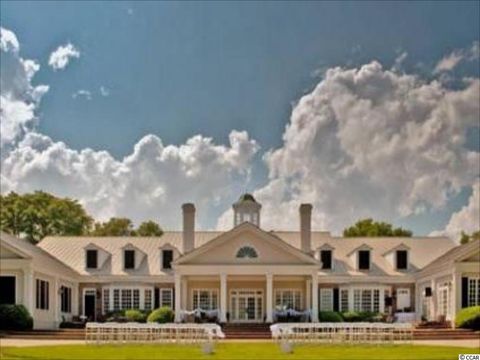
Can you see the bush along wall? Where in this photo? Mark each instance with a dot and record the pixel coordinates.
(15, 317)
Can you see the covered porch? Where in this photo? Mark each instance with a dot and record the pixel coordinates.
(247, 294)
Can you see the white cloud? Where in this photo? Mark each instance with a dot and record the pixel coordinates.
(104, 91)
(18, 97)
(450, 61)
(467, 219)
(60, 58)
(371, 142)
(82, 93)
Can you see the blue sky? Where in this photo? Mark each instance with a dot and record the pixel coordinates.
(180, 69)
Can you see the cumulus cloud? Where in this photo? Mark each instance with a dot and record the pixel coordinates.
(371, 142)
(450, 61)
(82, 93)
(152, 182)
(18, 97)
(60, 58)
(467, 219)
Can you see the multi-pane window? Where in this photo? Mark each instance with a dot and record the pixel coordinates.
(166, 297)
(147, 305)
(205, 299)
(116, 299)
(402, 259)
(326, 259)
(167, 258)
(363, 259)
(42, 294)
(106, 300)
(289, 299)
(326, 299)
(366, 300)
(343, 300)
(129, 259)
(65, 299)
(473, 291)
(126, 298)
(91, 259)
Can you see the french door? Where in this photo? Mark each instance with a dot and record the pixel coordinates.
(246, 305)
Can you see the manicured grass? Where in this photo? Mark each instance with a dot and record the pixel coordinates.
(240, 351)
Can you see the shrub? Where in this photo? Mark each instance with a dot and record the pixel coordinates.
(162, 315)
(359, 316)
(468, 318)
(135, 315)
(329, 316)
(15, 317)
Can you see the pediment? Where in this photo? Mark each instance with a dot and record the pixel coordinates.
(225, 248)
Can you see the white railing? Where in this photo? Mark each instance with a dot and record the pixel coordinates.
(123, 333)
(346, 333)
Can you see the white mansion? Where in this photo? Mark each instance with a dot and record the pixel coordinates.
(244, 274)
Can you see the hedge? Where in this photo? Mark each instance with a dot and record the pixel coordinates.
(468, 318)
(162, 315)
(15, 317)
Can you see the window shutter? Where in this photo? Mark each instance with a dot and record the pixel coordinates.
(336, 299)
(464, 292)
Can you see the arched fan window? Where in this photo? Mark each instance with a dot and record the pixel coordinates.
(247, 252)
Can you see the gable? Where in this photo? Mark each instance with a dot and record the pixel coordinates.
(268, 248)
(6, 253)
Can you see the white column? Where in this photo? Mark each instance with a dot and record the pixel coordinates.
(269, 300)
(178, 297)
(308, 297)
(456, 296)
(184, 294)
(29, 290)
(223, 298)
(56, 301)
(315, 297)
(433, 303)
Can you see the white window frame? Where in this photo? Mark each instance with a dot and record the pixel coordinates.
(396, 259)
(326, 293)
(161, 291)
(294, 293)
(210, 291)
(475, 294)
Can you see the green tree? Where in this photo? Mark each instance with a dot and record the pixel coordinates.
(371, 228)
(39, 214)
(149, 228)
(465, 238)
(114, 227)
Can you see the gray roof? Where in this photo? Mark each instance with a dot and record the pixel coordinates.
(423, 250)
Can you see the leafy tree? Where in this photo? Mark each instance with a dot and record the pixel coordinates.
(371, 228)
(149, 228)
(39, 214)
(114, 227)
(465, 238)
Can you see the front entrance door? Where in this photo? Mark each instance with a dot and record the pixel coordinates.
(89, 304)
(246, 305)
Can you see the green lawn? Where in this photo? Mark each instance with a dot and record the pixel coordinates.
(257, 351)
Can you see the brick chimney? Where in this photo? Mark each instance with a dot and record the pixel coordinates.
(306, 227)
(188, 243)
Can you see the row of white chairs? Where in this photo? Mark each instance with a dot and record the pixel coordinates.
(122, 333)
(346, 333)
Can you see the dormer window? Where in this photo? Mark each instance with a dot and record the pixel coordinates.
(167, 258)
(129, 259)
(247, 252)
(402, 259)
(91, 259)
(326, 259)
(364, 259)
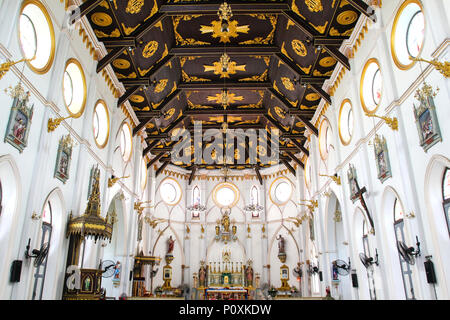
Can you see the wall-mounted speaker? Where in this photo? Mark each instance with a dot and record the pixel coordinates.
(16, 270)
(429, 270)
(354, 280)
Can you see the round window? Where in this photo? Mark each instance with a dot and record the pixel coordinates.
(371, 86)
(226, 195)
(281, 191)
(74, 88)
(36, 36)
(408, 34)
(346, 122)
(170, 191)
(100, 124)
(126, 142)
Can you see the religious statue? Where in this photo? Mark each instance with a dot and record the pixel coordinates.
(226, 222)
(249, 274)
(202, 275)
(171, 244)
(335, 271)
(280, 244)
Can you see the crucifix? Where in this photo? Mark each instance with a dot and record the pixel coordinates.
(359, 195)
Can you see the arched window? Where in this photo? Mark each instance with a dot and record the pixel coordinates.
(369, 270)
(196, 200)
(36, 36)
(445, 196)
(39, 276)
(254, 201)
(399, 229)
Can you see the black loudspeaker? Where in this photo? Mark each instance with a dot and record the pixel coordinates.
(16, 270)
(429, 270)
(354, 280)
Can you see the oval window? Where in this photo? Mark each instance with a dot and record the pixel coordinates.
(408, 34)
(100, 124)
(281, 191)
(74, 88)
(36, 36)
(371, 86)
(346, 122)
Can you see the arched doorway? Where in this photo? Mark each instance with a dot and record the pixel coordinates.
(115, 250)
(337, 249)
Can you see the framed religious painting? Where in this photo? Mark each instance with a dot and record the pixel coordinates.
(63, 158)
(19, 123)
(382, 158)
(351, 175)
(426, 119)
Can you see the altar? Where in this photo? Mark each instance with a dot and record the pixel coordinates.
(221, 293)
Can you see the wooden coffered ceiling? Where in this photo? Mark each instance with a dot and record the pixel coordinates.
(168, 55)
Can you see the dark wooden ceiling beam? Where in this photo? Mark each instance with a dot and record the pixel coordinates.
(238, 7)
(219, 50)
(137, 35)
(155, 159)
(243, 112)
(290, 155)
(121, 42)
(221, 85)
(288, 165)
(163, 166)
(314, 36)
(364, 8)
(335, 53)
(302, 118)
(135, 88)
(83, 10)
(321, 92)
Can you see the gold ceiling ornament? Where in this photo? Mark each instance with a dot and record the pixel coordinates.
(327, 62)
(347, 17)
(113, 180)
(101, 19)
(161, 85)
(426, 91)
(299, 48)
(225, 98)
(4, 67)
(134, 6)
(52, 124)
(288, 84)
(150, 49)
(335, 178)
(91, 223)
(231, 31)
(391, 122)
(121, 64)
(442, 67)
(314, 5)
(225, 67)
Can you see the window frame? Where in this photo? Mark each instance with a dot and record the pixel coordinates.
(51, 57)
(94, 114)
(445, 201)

### TASK BRIEF
Turn all of the material above into a numbered list, skipping any blank lines. Leave the pictures out of your answer.

### FULL RESPONSE
1. Can you see the bush along wall? Where in this photo? Mark each instance with a dot and record the pixel coordinates.
2. (15, 317)
3. Can you see the covered porch? Where in this photo? Mark each instance with a dot and record the pixel coordinates.
4. (247, 294)
5. Can you see the white cloud? Where in this photo? Mark each instance with a dot and record the pixel coordinates.
6. (104, 91)
7. (18, 97)
8. (450, 61)
9. (467, 219)
10. (60, 58)
11. (371, 142)
12. (82, 93)
13. Can you see the blue sky? Where in this photo? Mark each instance with a dot and record the pixel coordinates.
14. (180, 69)
15. Can you see the cumulus cloud? Where in this photo? Mark each instance with a dot and record the pixel coordinates.
16. (371, 142)
17. (450, 61)
18. (82, 93)
19. (152, 182)
20. (18, 97)
21. (60, 58)
22. (467, 219)
23. Can you see the multi-pane window? Where in this photo? Mark each instance with a dot and record the pixel coordinates.
24. (166, 297)
25. (147, 305)
26. (205, 299)
27. (116, 299)
28. (402, 259)
29. (326, 259)
30. (167, 258)
31. (363, 259)
32. (42, 294)
33. (106, 300)
34. (289, 299)
35. (326, 299)
36. (366, 300)
37. (343, 300)
38. (129, 259)
39. (65, 299)
40. (473, 291)
41. (126, 298)
42. (91, 259)
43. Can you see the french door? Where in this photo? Mark each instance with a dot and record the pixel coordinates.
44. (246, 305)
45. Can you see the manicured grass? Where in this photo? Mark each instance with a dot and record the pixel coordinates.
46. (240, 351)
47. Can you see the shrub? Where in this photo? Mark each instance with a dot and record the pixel coordinates.
48. (162, 315)
49. (359, 316)
50. (468, 318)
51. (135, 315)
52. (329, 316)
53. (15, 317)
54. Can you see the pediment? Where in this photo? Mark each instance with a dot and record the pixel coordinates.
55. (225, 248)
56. Can you see the white railing? Where in this photo? Mark each instance with a dot and record the pixel coordinates.
57. (123, 333)
58. (346, 333)
59. Can you see the white mansion? Where in this photo? Mark each instance with a dot and record the pixel coordinates.
60. (244, 274)
61. Can you see the hedge? Where in this photo? Mark each instance with a dot and record the pixel coordinates.
62. (468, 318)
63. (162, 315)
64. (15, 317)
65. Can you see the window shutter? Where in this photo? Mark each instance with a dot and record the pixel coordinates.
66. (336, 299)
67. (464, 292)
68. Can you see the arched fan window? Where in this photo? Mark each instance with a dot and record the pixel coordinates.
69. (247, 252)
70. Can you see the gable? Where in this photo? Mark each instance with a dot and record the pixel coordinates.
71. (268, 248)
72. (6, 253)
73. Can you see the white column? Where in this photo? Mark each instance with a dot and record the pixel coordinates.
74. (269, 300)
75. (178, 297)
76. (308, 297)
77. (456, 296)
78. (184, 294)
79. (29, 290)
80. (223, 298)
81. (56, 301)
82. (315, 297)
83. (433, 303)
84. Can you see the white window frame? Where in this photo? Mark each instance with a dot and record the pixel coordinates.
85. (396, 259)
86. (326, 293)
87. (161, 291)
88. (294, 293)
89. (210, 291)
90. (475, 294)
91. Can you see the green tree? Where in this photo? Mark each instance with a dot and record the pixel coordinates.
92. (371, 228)
93. (39, 214)
94. (149, 228)
95. (465, 238)
96. (114, 227)
97. Can you see the gray roof? Where in this photo? Mark each instance with a dot and record the pixel coordinates.
98. (423, 250)
99. Can you see the leafy tree? Where in this photo? Mark each instance with a dot and record the pixel coordinates.
100. (371, 228)
101. (149, 228)
102. (39, 214)
103. (114, 227)
104. (465, 238)
105. Can you see the front entrance door? Where in this photo? Mark each instance with a dot and record the pixel coordinates.
106. (89, 304)
107. (246, 305)
108. Can you see the green lawn? Where in this photo? Mark each instance with a dot and record the pixel coordinates.
109. (257, 351)
110. Can you see the brick chimney? Where in this photo? Mark each instance with a dot and record the pixel coordinates.
111. (306, 227)
112. (188, 243)
113. Can you see the row of white chairs? Where in this photo? Mark each instance with a dot and record the pixel coordinates.
114. (122, 333)
115. (346, 333)
116. Can you see the dormer window? Where in this photo? Mark each instance with a dot and record the pixel coordinates.
117. (167, 258)
118. (129, 259)
119. (247, 252)
120. (402, 259)
121. (91, 259)
122. (326, 259)
123. (364, 259)
124. Can you see the wall-mounted speaker? Where in this photo? Mark each instance with a dot and record the pixel coordinates.
125. (16, 270)
126. (429, 270)
127. (354, 280)
128. Can you see the round window? Where in this photo? Mark each instance with a dot and record the pixel coordinates.
129. (371, 86)
130. (226, 195)
131. (281, 191)
132. (74, 88)
133. (36, 36)
134. (408, 34)
135. (346, 122)
136. (170, 191)
137. (100, 124)
138. (126, 142)
139. Can you see the religious statue? Where in this photo? Mark each instance with a dot and record the pixel coordinates.
140. (226, 222)
141. (249, 274)
142. (202, 275)
143. (171, 244)
144. (335, 271)
145. (280, 244)
146. Can you see the crucifix? Where in this photo? Mark each instance with a dot and record the pixel coordinates.
147. (359, 195)
148. Can you see the arched window? Where in this photo? Mark each instance with a dot and record the pixel coordinates.
149. (369, 270)
150. (196, 200)
151. (36, 36)
152. (445, 196)
153. (39, 276)
154. (254, 201)
155. (399, 229)
156. Can you see the black loudspeaker? Where in this photo? Mark each instance with a dot and record the pixel coordinates.
157. (16, 270)
158. (429, 270)
159. (354, 280)
160. Can you see the oval window? Where in this photo? Mark each instance with a dot and record the pixel coordinates.
161. (408, 34)
162. (100, 124)
163. (281, 191)
164. (74, 88)
165. (36, 36)
166. (371, 86)
167. (346, 122)
168. Can you see the arched doorway? Where in this photo? Mark each instance with a dot and record the pixel coordinates.
169. (115, 250)
170. (337, 249)
171. Can you see the framed religious painting? Where in this photo? Mark each instance with a dot and record the pixel coordinates.
172. (63, 158)
173. (19, 123)
174. (382, 158)
175. (351, 175)
176. (426, 119)
177. Can you see the altar? Where in this photo? Mark each instance with a dot and record the pixel coordinates.
178. (221, 293)
179. Can you see the wooden coffered ceiling? Where in this photo? Mark each instance with a dot and record the pixel coordinates.
180. (168, 55)
181. Can you see the dark wooden ceiling beam? Where in this photo? Mark each instance with a dot and record the pixel coordinates.
182. (238, 7)
183. (219, 50)
184. (137, 35)
185. (155, 159)
186. (243, 112)
187. (290, 155)
188. (121, 42)
189. (221, 85)
190. (288, 165)
191. (163, 166)
192. (314, 36)
193. (364, 8)
194. (335, 53)
195. (302, 118)
196. (135, 88)
197. (83, 10)
198. (321, 92)
199. Can you see the gold ceiling ornament? Where in this photo? Mark each instance with a dot and record the pixel coordinates.
200. (327, 62)
201. (347, 17)
202. (113, 180)
203. (101, 19)
204. (161, 85)
205. (426, 91)
206. (299, 48)
207. (225, 98)
208. (4, 67)
209. (134, 6)
210. (52, 124)
211. (288, 84)
212. (150, 49)
213. (335, 178)
214. (91, 223)
215. (231, 31)
216. (391, 122)
217. (121, 64)
218. (442, 67)
219. (314, 5)
220. (225, 67)
221. Can you see the window frame? Where in this photo? Mark each instance with a dot and record the pixel coordinates.
222. (51, 57)
223. (94, 114)
224. (445, 201)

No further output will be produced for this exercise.